▶ **WHAT YOU WILL DO**: Copy the part of the records below that opens with the line containing "Category: distant treeline" and closes with the line containing "(1205, 252)", both ends included, and reproduce only those lines, requests and all. Multiply every coordinate in the answers by 0.9 and round each result to a whole number, with halves rounded up.
────────────────────
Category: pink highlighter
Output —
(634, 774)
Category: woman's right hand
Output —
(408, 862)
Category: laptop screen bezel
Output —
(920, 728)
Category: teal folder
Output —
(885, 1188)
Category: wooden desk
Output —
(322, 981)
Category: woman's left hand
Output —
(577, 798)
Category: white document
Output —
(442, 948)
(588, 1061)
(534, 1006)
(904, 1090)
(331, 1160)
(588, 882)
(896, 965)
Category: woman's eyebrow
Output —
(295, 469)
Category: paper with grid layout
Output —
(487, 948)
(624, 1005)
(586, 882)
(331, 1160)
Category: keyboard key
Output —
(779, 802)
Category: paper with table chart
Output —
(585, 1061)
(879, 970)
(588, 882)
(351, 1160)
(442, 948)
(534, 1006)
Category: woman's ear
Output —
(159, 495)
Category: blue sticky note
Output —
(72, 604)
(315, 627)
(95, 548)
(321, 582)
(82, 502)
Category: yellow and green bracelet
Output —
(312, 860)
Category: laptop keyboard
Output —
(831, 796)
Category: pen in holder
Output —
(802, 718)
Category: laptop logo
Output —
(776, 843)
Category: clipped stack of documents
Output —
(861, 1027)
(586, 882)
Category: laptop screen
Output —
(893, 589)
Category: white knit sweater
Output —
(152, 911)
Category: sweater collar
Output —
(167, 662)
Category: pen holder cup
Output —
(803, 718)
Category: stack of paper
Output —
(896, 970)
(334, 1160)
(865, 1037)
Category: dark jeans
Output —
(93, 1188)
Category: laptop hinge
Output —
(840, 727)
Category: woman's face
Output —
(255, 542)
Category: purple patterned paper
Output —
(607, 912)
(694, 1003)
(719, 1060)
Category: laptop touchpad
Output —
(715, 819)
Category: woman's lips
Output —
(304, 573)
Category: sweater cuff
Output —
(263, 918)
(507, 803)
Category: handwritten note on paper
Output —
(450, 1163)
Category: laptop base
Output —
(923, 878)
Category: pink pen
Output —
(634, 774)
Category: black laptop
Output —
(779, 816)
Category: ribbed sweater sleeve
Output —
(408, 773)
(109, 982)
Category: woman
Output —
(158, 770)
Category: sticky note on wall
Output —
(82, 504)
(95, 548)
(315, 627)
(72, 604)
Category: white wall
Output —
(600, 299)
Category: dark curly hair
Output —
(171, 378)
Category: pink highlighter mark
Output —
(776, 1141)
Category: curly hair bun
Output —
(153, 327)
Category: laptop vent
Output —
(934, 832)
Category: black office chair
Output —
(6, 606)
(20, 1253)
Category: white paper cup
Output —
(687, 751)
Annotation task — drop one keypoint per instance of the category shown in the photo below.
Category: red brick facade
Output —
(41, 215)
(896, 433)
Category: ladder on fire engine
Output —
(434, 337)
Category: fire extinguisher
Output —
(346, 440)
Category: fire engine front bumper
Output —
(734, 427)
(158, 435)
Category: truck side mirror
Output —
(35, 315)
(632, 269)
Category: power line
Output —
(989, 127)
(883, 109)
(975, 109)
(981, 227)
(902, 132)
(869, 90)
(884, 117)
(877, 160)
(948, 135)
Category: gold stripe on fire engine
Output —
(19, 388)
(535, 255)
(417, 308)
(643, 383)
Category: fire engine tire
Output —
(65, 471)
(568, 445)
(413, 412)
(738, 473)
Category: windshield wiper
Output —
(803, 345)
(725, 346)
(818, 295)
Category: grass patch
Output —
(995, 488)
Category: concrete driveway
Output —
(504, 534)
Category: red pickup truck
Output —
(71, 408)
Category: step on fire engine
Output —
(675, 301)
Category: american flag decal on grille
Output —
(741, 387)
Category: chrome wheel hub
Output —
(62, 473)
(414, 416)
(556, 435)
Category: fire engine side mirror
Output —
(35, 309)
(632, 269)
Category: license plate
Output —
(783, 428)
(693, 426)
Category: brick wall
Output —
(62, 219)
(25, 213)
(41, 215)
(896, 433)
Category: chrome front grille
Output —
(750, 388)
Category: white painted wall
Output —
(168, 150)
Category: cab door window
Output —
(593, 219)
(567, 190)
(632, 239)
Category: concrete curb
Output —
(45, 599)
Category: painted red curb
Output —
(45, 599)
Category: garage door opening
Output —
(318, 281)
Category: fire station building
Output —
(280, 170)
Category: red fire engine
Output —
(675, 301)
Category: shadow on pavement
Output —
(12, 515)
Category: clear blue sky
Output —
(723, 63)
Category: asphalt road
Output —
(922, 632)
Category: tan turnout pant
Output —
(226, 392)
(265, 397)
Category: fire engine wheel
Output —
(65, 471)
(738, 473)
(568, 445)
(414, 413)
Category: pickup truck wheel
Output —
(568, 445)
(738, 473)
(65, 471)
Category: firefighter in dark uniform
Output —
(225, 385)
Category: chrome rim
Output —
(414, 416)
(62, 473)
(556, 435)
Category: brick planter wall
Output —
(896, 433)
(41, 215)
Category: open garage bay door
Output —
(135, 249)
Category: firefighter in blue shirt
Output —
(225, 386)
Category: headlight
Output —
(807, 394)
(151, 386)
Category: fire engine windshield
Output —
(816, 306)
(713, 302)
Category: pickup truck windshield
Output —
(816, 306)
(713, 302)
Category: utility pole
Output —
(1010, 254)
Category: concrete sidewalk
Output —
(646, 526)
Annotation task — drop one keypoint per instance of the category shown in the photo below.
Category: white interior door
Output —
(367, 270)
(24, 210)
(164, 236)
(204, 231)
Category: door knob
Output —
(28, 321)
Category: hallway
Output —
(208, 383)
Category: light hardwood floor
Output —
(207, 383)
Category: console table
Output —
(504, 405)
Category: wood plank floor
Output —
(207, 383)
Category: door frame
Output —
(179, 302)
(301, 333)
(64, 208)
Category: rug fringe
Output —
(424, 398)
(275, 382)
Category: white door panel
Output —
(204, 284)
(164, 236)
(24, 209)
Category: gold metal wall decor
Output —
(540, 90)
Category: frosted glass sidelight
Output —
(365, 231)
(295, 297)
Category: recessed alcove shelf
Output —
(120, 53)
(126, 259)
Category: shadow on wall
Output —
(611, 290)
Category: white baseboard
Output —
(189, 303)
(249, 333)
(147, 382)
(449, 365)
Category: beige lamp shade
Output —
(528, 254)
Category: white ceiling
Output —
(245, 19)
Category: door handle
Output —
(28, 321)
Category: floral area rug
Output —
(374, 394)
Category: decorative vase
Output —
────────────────────
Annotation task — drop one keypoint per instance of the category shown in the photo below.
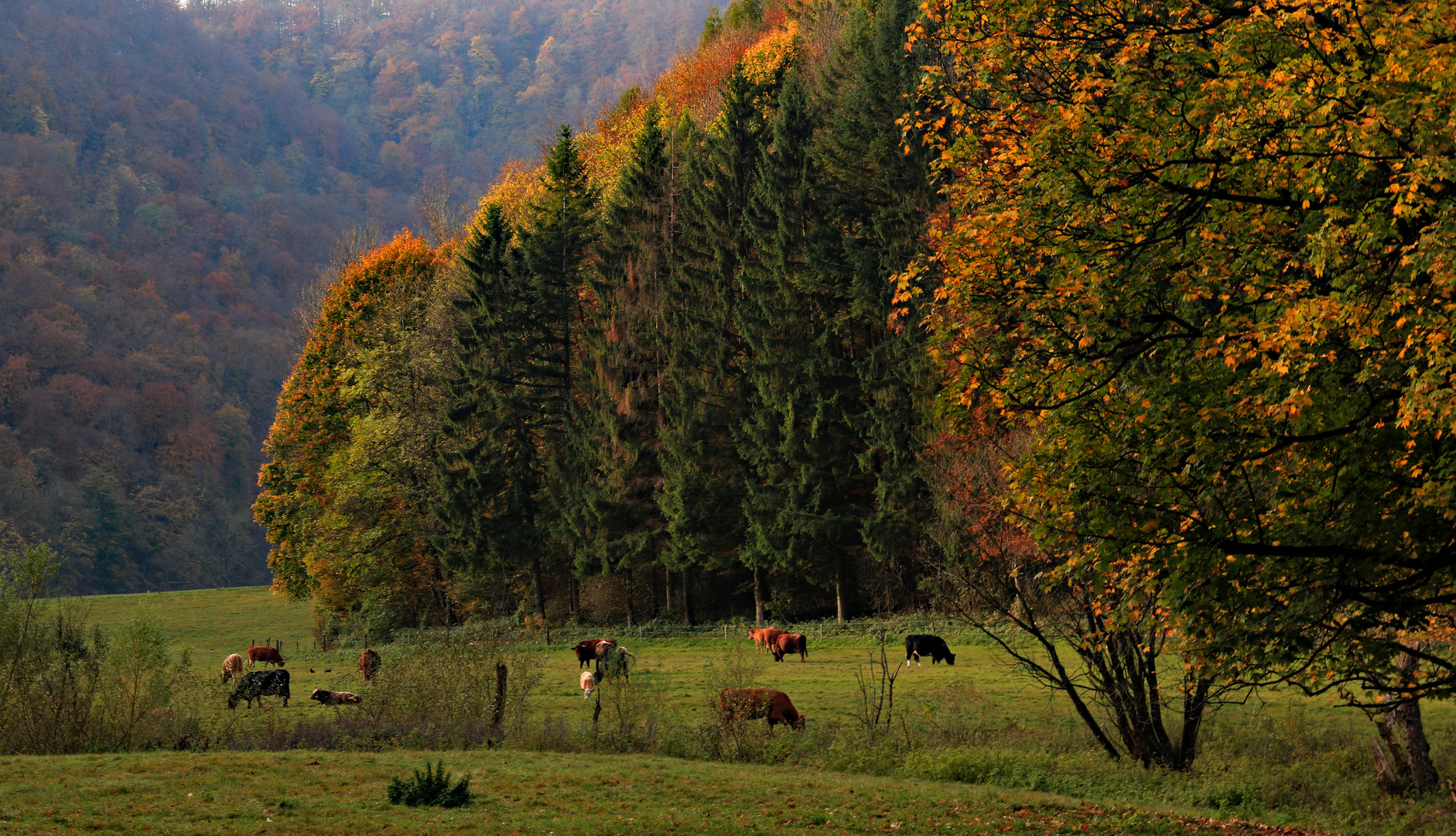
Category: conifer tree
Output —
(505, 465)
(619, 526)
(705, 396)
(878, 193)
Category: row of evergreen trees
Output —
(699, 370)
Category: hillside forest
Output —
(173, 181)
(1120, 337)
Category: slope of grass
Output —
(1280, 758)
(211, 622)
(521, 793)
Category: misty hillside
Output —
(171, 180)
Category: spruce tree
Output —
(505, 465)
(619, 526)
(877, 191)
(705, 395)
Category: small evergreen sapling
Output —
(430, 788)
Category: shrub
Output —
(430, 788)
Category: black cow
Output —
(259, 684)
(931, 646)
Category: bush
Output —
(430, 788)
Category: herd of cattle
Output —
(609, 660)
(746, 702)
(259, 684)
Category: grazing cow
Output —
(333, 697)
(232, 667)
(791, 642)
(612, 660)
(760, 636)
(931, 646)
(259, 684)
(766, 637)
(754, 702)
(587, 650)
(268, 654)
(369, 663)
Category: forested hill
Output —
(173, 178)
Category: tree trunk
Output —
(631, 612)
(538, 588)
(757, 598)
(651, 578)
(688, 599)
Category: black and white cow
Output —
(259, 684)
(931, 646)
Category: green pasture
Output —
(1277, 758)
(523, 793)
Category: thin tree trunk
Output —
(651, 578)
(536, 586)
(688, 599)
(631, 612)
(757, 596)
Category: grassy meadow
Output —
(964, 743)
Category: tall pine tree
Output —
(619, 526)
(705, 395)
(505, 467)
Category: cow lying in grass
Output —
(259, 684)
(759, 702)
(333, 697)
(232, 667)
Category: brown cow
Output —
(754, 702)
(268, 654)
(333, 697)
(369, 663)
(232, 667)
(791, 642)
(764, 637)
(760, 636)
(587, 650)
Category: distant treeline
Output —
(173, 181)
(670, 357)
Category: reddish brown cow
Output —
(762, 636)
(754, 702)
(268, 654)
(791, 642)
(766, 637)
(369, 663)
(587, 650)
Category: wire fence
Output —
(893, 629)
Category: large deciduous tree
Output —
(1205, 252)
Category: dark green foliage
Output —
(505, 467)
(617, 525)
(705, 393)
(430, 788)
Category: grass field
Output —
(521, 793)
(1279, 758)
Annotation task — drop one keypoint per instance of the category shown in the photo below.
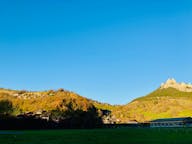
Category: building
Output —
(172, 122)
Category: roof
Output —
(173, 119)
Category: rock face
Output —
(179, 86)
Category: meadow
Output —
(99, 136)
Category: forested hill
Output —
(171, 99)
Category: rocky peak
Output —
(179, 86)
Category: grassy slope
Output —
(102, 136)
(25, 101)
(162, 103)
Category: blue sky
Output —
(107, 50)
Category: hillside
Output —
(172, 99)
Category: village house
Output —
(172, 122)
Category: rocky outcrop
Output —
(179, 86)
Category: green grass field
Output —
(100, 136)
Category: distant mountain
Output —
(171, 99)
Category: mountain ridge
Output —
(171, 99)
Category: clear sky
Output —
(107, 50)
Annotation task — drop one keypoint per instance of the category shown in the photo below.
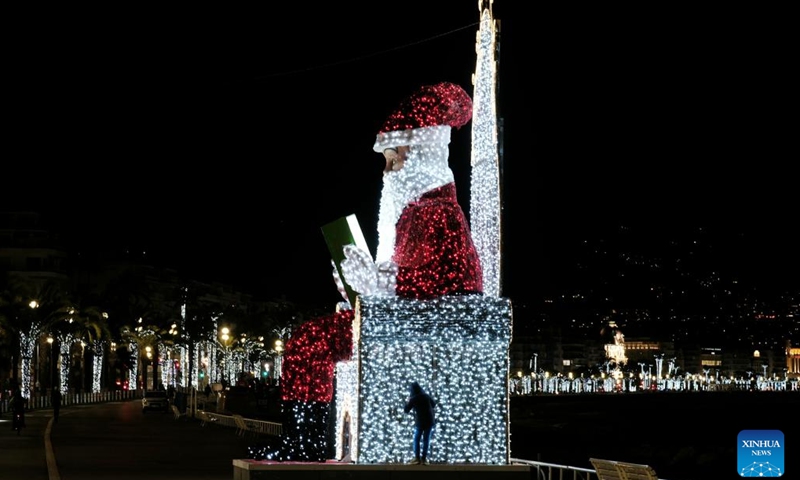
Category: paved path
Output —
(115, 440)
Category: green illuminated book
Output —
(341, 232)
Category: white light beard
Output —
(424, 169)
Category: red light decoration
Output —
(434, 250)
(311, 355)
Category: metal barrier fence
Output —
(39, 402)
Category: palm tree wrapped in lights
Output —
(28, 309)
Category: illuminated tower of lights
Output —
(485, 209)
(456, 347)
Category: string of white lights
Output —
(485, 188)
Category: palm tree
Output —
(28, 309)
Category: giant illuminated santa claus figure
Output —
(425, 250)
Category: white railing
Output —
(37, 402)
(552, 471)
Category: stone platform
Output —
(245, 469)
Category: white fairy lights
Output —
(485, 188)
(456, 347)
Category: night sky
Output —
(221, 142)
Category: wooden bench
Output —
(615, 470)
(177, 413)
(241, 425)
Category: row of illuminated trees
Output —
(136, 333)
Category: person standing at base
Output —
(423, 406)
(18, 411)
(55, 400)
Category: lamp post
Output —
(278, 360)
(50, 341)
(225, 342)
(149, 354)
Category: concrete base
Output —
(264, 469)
────────────────────
▶ **COMPLETE OUTPUT**:
Category: distant treeline
Output —
(156, 163)
(603, 321)
Category: reddish brown cow
Output —
(686, 572)
(679, 632)
(241, 589)
(712, 578)
(689, 573)
(332, 597)
(528, 585)
Category: wire fence
Output —
(804, 566)
Category: large deciduous tree
Output —
(1085, 227)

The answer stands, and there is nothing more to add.